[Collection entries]
******************************
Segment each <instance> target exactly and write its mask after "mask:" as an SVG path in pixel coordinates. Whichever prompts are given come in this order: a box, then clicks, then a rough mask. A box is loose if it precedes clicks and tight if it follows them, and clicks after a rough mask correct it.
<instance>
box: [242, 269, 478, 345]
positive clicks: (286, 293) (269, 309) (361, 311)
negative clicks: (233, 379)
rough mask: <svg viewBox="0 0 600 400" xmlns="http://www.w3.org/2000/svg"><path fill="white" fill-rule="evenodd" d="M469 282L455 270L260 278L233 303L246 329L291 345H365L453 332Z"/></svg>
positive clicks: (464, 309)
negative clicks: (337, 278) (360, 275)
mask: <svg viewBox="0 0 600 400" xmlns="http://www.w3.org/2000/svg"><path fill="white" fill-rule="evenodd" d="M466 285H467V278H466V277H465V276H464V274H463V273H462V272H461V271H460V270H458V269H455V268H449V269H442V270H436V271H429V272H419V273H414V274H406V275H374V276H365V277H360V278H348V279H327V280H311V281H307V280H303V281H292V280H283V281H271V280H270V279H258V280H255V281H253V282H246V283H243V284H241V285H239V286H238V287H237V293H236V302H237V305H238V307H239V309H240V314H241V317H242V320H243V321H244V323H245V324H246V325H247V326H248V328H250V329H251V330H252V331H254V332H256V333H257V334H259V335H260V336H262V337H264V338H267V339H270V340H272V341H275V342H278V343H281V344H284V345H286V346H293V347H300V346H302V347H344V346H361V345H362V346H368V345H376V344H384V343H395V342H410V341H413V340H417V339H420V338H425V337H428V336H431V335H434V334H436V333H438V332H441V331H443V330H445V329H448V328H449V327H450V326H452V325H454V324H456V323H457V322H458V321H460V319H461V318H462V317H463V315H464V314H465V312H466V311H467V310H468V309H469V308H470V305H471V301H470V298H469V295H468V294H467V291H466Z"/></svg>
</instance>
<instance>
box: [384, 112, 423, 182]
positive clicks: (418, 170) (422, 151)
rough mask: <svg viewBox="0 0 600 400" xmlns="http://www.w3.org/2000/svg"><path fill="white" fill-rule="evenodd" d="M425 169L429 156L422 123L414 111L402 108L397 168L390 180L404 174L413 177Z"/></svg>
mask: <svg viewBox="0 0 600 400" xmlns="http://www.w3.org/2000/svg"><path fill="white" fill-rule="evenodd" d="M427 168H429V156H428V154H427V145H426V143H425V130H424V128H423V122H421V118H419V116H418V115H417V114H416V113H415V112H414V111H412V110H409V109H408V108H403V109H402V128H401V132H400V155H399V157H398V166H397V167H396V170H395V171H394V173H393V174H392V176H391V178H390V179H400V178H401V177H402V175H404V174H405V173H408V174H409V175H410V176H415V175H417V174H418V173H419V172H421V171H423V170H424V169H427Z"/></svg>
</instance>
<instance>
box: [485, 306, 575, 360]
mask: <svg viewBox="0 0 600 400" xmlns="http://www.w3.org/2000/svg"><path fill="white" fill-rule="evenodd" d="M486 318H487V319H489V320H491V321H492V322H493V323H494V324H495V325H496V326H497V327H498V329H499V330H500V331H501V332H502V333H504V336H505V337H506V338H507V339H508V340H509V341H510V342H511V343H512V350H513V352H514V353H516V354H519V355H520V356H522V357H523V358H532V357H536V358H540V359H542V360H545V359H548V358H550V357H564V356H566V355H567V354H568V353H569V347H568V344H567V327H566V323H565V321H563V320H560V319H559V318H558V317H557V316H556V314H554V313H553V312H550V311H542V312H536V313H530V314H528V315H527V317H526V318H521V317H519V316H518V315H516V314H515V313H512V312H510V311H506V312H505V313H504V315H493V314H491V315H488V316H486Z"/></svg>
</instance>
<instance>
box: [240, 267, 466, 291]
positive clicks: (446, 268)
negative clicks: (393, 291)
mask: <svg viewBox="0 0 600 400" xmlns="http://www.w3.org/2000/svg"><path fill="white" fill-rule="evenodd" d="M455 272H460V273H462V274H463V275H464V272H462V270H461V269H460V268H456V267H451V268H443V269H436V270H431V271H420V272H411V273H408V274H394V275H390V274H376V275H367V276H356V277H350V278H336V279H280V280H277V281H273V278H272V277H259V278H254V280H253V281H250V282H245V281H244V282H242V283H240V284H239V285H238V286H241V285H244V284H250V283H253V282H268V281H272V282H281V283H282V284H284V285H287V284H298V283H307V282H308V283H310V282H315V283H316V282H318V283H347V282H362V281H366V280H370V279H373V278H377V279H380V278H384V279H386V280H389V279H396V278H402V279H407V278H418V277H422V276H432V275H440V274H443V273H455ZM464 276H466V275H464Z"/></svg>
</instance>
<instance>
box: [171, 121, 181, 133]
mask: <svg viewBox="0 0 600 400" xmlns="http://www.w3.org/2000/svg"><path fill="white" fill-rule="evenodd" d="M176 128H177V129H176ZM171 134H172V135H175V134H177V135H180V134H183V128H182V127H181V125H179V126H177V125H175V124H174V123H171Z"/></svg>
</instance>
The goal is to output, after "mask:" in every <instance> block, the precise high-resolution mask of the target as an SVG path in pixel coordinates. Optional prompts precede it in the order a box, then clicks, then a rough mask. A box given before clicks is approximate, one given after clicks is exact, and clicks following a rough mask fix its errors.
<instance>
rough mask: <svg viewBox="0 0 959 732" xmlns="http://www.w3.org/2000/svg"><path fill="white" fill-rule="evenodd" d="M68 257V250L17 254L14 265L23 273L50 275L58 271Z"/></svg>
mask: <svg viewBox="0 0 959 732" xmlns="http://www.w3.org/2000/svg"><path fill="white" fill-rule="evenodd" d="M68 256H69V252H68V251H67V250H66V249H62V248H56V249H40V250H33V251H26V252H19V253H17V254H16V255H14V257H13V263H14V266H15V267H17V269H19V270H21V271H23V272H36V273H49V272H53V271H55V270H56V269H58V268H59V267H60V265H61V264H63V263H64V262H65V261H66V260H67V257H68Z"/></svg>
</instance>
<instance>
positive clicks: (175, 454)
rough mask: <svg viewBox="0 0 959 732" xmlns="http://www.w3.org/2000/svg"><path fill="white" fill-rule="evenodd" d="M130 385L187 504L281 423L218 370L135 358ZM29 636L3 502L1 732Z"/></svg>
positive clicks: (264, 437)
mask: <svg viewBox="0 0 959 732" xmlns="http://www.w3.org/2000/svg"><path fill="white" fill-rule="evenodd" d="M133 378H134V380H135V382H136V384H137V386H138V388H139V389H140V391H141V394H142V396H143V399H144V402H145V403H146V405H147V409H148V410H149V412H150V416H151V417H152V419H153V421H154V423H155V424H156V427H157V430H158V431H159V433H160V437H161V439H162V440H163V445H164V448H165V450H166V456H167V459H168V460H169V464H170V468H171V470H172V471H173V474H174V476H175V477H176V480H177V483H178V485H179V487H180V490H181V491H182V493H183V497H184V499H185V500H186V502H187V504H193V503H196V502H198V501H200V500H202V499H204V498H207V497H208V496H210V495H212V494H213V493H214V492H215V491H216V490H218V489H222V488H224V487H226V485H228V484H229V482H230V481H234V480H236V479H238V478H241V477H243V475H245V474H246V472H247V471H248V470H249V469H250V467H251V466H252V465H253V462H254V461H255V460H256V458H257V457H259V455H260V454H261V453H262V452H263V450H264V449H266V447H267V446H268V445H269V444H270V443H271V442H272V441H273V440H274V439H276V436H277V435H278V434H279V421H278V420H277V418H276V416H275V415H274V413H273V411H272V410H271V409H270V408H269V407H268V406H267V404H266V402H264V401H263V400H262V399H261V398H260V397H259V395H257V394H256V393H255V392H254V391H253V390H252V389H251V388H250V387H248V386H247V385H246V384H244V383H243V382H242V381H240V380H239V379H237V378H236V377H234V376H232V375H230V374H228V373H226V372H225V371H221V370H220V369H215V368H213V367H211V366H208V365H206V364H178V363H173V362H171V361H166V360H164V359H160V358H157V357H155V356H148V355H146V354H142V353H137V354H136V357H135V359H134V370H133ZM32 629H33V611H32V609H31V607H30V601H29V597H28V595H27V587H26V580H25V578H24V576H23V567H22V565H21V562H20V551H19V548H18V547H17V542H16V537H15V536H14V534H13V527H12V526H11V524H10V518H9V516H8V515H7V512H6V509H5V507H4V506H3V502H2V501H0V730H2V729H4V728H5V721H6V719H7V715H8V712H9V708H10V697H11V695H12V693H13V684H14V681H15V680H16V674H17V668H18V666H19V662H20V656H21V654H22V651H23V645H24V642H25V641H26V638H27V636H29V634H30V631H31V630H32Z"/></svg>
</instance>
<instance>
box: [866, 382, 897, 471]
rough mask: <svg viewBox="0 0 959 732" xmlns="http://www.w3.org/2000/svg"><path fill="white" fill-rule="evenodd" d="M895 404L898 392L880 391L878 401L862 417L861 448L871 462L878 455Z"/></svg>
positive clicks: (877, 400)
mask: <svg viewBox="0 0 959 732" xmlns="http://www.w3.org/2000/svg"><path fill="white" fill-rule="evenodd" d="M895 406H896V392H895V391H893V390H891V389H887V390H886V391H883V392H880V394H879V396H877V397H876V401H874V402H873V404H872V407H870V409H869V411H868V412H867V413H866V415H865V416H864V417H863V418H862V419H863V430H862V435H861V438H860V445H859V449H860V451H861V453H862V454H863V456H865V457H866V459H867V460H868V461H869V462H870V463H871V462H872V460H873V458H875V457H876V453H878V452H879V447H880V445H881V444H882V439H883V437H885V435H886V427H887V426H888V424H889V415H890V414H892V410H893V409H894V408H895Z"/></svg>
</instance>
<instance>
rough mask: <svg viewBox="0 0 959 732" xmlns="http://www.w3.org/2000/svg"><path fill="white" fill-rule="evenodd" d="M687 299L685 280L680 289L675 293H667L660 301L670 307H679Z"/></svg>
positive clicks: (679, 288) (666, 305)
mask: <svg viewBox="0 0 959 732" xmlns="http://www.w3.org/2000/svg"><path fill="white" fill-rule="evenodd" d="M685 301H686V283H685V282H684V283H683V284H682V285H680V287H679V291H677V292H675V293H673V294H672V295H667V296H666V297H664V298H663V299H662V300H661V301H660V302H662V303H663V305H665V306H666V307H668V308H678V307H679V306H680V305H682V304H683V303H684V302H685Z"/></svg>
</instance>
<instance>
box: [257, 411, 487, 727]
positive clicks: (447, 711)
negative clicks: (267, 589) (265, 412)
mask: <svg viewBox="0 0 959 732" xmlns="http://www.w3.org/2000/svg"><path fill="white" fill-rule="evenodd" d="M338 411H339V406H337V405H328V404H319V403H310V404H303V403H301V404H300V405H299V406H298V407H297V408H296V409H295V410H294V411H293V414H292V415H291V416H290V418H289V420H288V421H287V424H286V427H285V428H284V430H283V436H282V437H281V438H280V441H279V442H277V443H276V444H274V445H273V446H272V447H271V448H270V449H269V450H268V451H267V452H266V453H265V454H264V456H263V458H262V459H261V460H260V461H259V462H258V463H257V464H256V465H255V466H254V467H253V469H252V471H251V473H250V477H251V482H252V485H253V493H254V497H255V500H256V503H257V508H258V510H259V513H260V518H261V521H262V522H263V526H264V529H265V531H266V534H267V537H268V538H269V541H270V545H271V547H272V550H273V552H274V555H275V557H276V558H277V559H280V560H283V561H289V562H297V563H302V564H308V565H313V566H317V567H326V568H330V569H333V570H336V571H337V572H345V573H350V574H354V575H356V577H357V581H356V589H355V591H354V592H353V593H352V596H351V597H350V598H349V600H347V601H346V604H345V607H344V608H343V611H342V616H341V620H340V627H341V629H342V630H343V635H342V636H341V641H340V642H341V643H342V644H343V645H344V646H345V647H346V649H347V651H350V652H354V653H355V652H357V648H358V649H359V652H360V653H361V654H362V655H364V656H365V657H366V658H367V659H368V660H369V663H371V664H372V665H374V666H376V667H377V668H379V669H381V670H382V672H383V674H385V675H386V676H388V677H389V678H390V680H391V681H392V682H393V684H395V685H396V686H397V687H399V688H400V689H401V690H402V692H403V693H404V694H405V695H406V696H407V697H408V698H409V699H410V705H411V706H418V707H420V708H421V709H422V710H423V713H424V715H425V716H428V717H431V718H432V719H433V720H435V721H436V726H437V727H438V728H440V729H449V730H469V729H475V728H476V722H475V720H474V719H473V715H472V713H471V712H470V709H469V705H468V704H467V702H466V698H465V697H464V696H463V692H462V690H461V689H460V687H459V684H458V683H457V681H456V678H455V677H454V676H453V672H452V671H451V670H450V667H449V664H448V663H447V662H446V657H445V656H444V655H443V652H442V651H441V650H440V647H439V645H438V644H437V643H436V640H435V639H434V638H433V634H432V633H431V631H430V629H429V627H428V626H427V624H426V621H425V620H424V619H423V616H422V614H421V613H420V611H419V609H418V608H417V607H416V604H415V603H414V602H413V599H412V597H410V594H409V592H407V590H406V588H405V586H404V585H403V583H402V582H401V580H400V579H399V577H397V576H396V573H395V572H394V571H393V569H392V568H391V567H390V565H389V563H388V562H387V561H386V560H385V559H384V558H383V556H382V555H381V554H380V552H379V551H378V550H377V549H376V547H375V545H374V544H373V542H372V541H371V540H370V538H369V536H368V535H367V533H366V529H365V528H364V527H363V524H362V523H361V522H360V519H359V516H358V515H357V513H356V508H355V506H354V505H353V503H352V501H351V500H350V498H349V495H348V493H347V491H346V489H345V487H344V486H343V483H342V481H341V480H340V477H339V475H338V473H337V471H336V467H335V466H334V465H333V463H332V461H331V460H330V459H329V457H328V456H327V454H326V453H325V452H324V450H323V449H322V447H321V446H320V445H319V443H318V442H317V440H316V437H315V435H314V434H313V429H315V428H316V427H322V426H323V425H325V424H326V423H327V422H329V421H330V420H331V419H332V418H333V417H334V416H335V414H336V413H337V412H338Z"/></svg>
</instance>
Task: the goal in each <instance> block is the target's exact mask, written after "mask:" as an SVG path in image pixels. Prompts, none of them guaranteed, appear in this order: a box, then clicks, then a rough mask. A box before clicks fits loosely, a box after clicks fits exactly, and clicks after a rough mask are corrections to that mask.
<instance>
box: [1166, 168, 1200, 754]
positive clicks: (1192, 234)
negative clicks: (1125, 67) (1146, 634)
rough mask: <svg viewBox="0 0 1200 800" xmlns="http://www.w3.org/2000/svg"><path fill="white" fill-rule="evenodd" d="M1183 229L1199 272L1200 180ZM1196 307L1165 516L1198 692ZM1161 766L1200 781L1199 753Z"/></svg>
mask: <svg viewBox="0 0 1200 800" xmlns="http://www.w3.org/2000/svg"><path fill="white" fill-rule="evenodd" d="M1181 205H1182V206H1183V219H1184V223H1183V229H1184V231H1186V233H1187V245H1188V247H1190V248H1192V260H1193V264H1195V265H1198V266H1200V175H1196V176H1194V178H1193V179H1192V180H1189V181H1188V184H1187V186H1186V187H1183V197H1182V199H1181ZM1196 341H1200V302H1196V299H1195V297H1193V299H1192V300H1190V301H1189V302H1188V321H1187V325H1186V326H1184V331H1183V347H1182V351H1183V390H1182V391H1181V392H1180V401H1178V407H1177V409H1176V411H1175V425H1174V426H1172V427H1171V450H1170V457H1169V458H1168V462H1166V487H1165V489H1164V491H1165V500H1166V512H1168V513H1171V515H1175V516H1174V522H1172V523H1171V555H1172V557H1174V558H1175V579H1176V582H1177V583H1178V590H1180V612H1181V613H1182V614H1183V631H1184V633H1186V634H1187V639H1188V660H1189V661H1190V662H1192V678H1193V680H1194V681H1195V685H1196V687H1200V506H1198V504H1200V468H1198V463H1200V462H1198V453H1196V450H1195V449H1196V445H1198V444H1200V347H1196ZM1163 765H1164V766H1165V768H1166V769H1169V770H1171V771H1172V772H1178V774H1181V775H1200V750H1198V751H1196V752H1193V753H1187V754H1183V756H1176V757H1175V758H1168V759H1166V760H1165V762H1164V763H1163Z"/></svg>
******************************
→ INSTRUCTION: Switch "clicks" to "points" in the data from its start through the line containing "negative clicks: (233, 379)", and give those lines again with nothing else changed.

→ EXERCISE ANSWER:
Segment each <instance> target exactly and write its mask after "mask:" as an SVG path in pixel coordinates. Whichever prompts are given come in this order: a box, then points, then a rough mask. A box is loose if it precedes points and tight if it follows them, and points after a rough mask correct it.
<instance>
box: [242, 269, 478, 345]
positive points: (286, 293) (269, 309) (361, 311)
negative points: (233, 379)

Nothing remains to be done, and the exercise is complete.